Transcribe all the entries word for word, skipping the pictures.

•••

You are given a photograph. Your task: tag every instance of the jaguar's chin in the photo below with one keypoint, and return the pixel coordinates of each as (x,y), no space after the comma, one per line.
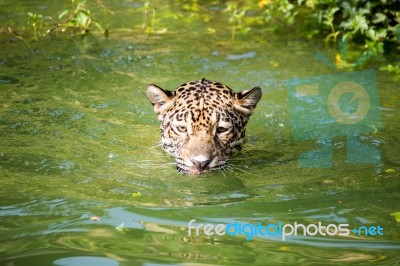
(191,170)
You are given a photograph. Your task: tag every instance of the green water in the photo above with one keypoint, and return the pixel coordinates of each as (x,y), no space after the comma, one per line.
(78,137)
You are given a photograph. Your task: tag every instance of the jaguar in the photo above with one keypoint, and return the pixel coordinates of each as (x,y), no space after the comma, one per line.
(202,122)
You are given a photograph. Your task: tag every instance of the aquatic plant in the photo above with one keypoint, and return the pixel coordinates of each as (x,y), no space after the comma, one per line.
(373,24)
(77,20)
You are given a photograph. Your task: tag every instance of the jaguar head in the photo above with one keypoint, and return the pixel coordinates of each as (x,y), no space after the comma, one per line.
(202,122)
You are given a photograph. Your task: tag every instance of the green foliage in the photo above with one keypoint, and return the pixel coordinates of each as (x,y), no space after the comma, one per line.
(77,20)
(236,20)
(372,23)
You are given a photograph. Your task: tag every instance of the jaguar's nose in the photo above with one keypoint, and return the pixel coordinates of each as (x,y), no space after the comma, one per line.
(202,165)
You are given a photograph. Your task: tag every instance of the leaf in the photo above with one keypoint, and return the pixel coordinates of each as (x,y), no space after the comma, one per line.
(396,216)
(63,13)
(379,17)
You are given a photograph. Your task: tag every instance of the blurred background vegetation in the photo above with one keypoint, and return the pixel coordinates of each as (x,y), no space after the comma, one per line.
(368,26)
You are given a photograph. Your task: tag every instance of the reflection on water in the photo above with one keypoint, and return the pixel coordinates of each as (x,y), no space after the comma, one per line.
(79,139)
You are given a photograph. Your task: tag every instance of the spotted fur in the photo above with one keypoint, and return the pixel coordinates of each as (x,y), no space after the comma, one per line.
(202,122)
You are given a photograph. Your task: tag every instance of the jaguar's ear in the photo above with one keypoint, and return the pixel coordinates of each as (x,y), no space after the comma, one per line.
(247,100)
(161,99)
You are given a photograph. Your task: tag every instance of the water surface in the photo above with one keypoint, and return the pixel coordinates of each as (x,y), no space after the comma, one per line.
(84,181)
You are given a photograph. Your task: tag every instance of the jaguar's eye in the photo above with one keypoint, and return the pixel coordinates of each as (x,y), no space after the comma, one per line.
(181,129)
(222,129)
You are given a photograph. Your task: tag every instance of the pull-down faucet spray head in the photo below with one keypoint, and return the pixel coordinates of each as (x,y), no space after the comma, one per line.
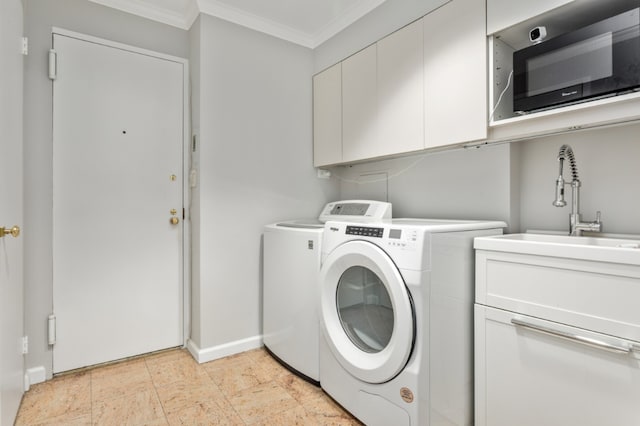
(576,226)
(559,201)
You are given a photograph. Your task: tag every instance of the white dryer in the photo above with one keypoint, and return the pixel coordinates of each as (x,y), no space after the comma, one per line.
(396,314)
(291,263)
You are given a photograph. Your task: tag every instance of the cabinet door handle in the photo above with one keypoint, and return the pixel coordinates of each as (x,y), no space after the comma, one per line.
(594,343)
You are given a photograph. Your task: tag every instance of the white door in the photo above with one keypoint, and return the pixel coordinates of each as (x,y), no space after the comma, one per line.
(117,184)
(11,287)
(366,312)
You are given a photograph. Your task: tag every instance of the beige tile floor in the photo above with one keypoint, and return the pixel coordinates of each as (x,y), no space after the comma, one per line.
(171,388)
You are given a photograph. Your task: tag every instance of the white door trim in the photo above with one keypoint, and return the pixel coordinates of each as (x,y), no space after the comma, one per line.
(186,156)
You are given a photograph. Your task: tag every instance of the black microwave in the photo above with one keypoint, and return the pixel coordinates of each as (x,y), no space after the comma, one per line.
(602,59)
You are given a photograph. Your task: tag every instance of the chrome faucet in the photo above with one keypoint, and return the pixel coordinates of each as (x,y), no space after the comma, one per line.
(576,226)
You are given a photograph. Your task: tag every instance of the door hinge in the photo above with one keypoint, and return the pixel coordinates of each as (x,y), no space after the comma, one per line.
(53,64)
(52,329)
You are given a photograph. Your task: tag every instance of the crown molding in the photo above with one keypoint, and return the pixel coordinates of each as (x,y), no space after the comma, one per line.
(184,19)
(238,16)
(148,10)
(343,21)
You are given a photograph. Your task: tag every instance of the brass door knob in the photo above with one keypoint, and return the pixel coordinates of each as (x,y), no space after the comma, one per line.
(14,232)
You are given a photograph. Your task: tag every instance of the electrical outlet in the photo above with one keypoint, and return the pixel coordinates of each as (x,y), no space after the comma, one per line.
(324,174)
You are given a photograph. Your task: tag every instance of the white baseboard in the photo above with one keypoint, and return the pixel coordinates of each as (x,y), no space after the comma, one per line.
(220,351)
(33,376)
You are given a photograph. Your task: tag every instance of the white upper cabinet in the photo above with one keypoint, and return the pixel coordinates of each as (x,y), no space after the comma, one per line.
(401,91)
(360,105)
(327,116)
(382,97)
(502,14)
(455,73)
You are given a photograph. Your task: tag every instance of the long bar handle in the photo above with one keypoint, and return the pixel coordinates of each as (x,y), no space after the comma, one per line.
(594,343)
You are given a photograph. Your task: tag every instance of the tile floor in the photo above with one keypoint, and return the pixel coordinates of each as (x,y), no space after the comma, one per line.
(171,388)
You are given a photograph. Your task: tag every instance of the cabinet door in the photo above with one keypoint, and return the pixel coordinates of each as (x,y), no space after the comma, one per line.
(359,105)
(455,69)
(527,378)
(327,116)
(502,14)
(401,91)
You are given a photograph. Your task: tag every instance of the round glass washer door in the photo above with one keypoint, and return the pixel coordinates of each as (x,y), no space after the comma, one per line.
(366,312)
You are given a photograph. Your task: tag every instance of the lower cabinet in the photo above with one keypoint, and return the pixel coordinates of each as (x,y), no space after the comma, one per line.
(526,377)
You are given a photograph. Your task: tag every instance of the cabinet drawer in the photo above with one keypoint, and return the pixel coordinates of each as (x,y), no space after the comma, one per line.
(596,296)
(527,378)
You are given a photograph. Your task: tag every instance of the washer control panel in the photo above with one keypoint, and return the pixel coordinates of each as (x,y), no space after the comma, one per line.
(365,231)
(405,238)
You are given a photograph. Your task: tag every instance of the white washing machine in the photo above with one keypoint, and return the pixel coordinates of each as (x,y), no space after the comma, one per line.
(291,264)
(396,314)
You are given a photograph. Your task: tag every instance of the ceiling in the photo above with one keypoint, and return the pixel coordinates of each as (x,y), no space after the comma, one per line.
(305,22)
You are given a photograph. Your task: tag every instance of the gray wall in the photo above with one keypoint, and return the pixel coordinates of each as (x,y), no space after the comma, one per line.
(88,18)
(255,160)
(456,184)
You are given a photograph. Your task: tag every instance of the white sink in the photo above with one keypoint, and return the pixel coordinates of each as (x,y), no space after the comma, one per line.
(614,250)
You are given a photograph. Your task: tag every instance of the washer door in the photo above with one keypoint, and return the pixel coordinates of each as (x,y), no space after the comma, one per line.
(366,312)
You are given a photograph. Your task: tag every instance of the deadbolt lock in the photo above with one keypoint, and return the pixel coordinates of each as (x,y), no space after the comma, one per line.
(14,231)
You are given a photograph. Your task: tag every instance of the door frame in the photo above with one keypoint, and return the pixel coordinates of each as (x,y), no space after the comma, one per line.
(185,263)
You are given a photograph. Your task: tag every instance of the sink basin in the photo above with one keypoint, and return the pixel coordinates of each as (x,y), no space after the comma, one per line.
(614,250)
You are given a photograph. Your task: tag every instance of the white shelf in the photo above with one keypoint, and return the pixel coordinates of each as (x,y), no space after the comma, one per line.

•••

## ANSWER TO THE EXERCISE
You are given a photograph. Your task: tag every instance of the jaguar's chin in the photo below with one keypoint, and return the pixel coordinates of each as (x,y), no space after the comma, one per line.
(191,170)
You are given a photograph. Your task: tag every instance of the green water in the photo above with one keypoint, and return the pixel coordinates of each as (x,y), no space after the comma, one per line.
(78,137)
You are given a photograph. Your task: tag every instance of the jaguar in the photo above with one keypoint, and return the pixel coordinates of each as (x,y), no space after the comma, one per line.
(202,122)
You are given a photograph. Your task: tag every instance of the aquatic plant in the photo above with one keypoint, and return the pixel coordinates of each as (x,y), no space after the comma, one per line.
(373,24)
(77,20)
You are given a photograph. Your task: tag every instance of the jaguar head in the photo above with one keypoint, and return the pixel coordinates of each as (x,y), no space after the comma, one per line.
(202,122)
You are given a photograph. Your task: tag every instance of the green foliage in the photo above with one keypoint, and return the pixel coordinates of each as (x,y), no space after the comma, one per line.
(77,20)
(236,20)
(372,23)
You are given a photograph. Your task: tag every instance of the jaguar's nose in the photo above with one keypoint, and return the pixel coordinates of each as (x,y), no space after the comma, one per line.
(202,165)
You are given a photograph. Your task: tag every instance of the leaf in the photo above with one keypoint, and return the pixel coordinates of each as (x,y), no space after the comma, one per line.
(396,216)
(63,13)
(379,17)
You are given a photograph. Your task: tag every instance of the blurred background vegetation in the photo above with one keypoint, and return the pixel coordinates of each as (x,y), no space after the comma, one per line.
(368,26)
You are given a photograph. Your task: tag every instance of the reflection on water in the photo above with one keypoint, and return the pixel coordinates of each as (x,y), no space after the comma, one per line.
(79,139)
You are given a photograph. Your task: tag every instance of the spotted fur in the photo above with one keypoint, and return the pixel coordinates of each as (x,y), no space after the comma, one per line.
(202,122)
You are given a photograph. Your task: tag every instance of the jaguar's ear in the photo above with one keypoint, and return the pixel coordinates of each as (x,y), no space after the comma, one per line.
(247,100)
(161,99)
You are given a photograph. Your task: tag every instance of the water surface in the photo above with one keypoint, and return the pixel coordinates of each as (x,y), no space after the comma, one per line.
(84,181)
You are given a photograph. Your task: tag every instance of the jaguar's eye in the photo above with one keypoint, and return the pixel coordinates of each as (x,y), no space after the comma, one per line.
(181,129)
(222,129)
You are given a photograph. Your task: tag every instance of the pull-down faucet spray head in the photo below with one keypoint, and return the pixel coordinates of each as (x,y), no space after the comma, one per line.
(576,226)
(559,201)
You are given a photograph. Your task: tag every instance of the white dryer in the photo above with one keypoint, and return the pixel coordinates of each as (x,y), no space after the comma, one per line.
(396,314)
(291,263)
You are given a photograph. Your task: tag every instance of the cabinet door handle in the photo above with one keypoint, and return the pixel coordinates of each as (x,y), no space after the comma, one per line.
(594,343)
You are given a photograph. Your task: tag every instance of the white door in the photo above with one keypoint, and return the pixel coordinates of each as (x,y), no space after the comma, one per line.
(117,184)
(11,287)
(366,312)
You are given a photograph. Your task: tag every instance of the beige tile floor in the photo above with one keypoint, and return the pixel coordinates of each as (x,y), no space after the comma, one per line.
(171,388)
You are given a photograph. Your task: tag every instance of the white door trim in the photo above with one keypoint, and return the pixel coordinates of each as (x,y), no space after the comma, one per line.
(186,156)
You are given a photograph. Your task: tag every instance of the black microwave in the photo above with one keypoint, and return the pixel coordinates of each as (x,y), no space after the comma, one per line.
(602,59)
You are given a photograph. Your task: tag every instance of the chrome faucet in the photo above with one keypoint, and return the pixel coordinates of each as (x,y), no space after the comma, one per line.
(576,226)
You are given a photograph. Your task: tag every instance of the door hinge in the photo above with one keypoint, and return the pixel coordinates of each as (x,y), no space after the comma, one per line.
(53,64)
(52,329)
You are given a photograph. Your task: tag every instance of the crown molding in the photo above with one keypoint, and return the pixel coordinates of each as (x,y), no space after the comma, one per line.
(184,19)
(238,16)
(148,10)
(343,21)
You are given a photograph. Your task: tag every instance of the brass door knob in the photo above with one keypoint, and return the pixel coordinates of each as (x,y), no space after the comma, one per line.
(14,232)
You are given a photograph. Your task: tag every instance of the electrical outlet in the photo above with one keypoint, and return the pixel coordinates of each as (x,y), no space after the comma, one per line.
(324,174)
You are given a photograph. Your task: tag every instance of the white baseboard in the photo above with one keypoint, and return the pixel coordinates of each as (x,y), no space after the comma, one per line.
(220,351)
(33,376)
You are given a photograph. Your task: tag every instance of the white upper cabinet in the photo above with one keypoint, and return the pixel coordinates of each as (x,y), no space after the comma, one per line.
(401,91)
(360,105)
(327,116)
(382,97)
(502,14)
(455,73)
You are given a photograph. Your task: tag every instance of the long bar handle in the photo above with one keypoint, and return the pixel coordinates of each as (x,y), no space after the comma, one per line.
(594,343)
You are given a photograph. Your task: tag every instance of the tile floor in the photo above with one keypoint, and return the pixel coordinates of each as (x,y), no space after the comma, one per line.
(171,388)
You are given a photograph. Your task: tag every instance of the cabinet door in the photo above with one keypoint, and return the pixel coordinates of each as (x,y), no space after the comma, one per line.
(359,105)
(455,69)
(527,378)
(327,116)
(502,14)
(401,91)
You are given a photograph. Your task: tag every instance of the round glass washer door in the photo above with one keypoint, and return the pixel coordinates of each as (x,y), no space after the comma, one per line.
(366,312)
You are given a photograph. Your task: tag every instance of the lower cabinet in the photo above with one keypoint, and return the pixel coordinates of each as (x,y), no space after the comma, one per line.
(526,377)
You are given a photograph. Your task: tag every instance of the cabinet drawer in the photo above with one keypoint, and return the pixel coordinates of each as (x,y), no space after the comma, one per line.
(596,296)
(527,378)
You are given a photograph. Your task: tag every instance of the washer control panel in the photo above with one keypoint, and return the pixel coordinates of each as (x,y), no space after the comma, one per line.
(365,231)
(405,238)
You are given a photograph. Your task: tag every instance of the white washing machine in the photo above with one keypoint, and return the pixel coordinates of each as (x,y), no space after the comma, one per line.
(291,264)
(396,314)
You are given a photograph. Your task: tag every instance of the ceiling in the photo above with one keypoint, and return the pixel coordinates of each as (x,y), no space after the comma, one per line.
(305,22)
You are given a photograph. Your task: tag every instance of the gray wall in the photo above with one keypoint, and return the pixel coordinates of each as (x,y), no space after the comma, one per line.
(88,18)
(255,160)
(456,184)
You are given a photograph. Your task: tag every instance of the white sink in the photo above with one keypoint, and return the pixel coordinates of each as (x,y), no space after the comma, one per line.
(614,250)
You are given a photograph. Your task: tag every instance of the washer door in the photo above with one keypoint, and return the pixel coordinates of each as (x,y), no space after the comma, one per line.
(366,312)
You are given a photograph. Your task: tag every instance of the deadbolt lock in the photo above with one keypoint, and return the pixel coordinates of each as (x,y), no space after the comma, one per line.
(14,231)
You are given a photograph. Your task: tag every instance of the door frame in the photo above with one keypoint, and return the pixel coordinates of each as (x,y), no space after the comma, one per line.
(185,263)
You are given a photograph. Your task: tag every instance of the sink basin in the photo above with one keypoint, and return the pixel coordinates of each as (x,y), no space after the comma, one per line.
(614,250)
You are given a photograph. Your task: tag every instance of the white shelf in the photo above with one keypoint, and return the pixel coordinates of each as (x,y), no space after the comma, one per line.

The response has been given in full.